Smith dining workers, housekeepers to get pay hikes with 3-year deal

  • Smith College and the union that represents workers and housekeepers have agreed to a three-year contract. GAZETTE FILE PHOTO

For the Gazette
Published: 11/11/2022 4:55:05 PM

NORTHAMPTON — After six months of negotiation, 139 dining workers and housekeepers at Smith College will receive significant raises now that a new deal has been ratified by the workers union.

The three-year contract, ratified on Wednesday by a vote of 76-1 after negotiations between the college and SEIU Local 211, calls for 6.5% raises in the first year, followed by 4% raises in each of the remaining years. A $500 sign-on bonus is also included.

“Really glad that it’s over and we’ve come to an agreement and can go forward,” said Ilse Barron, SEIU Local 211’s president and a lead chef at the college.

Smith College did not comment on the contract agreement on Friday.

- Short exercise 1
Format the listing below as a JSON list of strings, one string per line and no blank lines, covering everything from the line containing "Where can the subway" down to the end of the listing. Leave the pictures out of your answer.

- The records

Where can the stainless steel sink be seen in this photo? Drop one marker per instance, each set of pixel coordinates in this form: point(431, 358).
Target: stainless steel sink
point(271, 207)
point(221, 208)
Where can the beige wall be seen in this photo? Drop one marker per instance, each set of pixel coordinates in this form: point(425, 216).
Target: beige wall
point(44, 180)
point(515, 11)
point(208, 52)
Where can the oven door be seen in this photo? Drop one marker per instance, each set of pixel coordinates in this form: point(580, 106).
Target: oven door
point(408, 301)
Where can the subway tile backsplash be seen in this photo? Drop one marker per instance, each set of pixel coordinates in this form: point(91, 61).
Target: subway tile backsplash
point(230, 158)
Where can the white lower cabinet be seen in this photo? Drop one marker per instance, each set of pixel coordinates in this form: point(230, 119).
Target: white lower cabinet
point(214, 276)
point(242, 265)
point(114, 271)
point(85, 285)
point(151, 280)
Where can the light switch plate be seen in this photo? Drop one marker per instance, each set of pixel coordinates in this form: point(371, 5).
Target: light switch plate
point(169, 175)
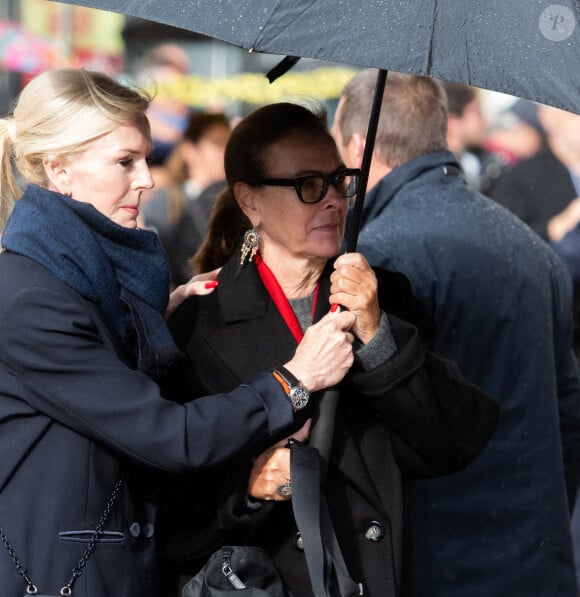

- Short exercise 2
List every organization or publication named in the article on the Smith College contract.

- Complete output 1
[
  "Where can the subway tile backsplash be seen in this photo? Drop one marker per instance, each set of pixel coordinates in this form: point(91, 61).",
  "Target: subway tile backsplash",
  "point(230, 158)",
  "Where can the white lower cabinet be seen in this photo? Drop one marker per instance, each set of pixel coordinates in this form: point(230, 119).",
  "Target: white lower cabinet",
  "point(214, 276)",
  "point(242, 265)",
  "point(114, 271)",
  "point(85, 285)",
  "point(151, 280)",
  "Where can the light switch plate be seen in this photo? Drop one marker per instance, each set of pixel coordinates in this form: point(371, 5).",
  "Target: light switch plate",
  "point(169, 175)"
]

- Complete output 2
Smith College
SEIU Local 211
the Gazette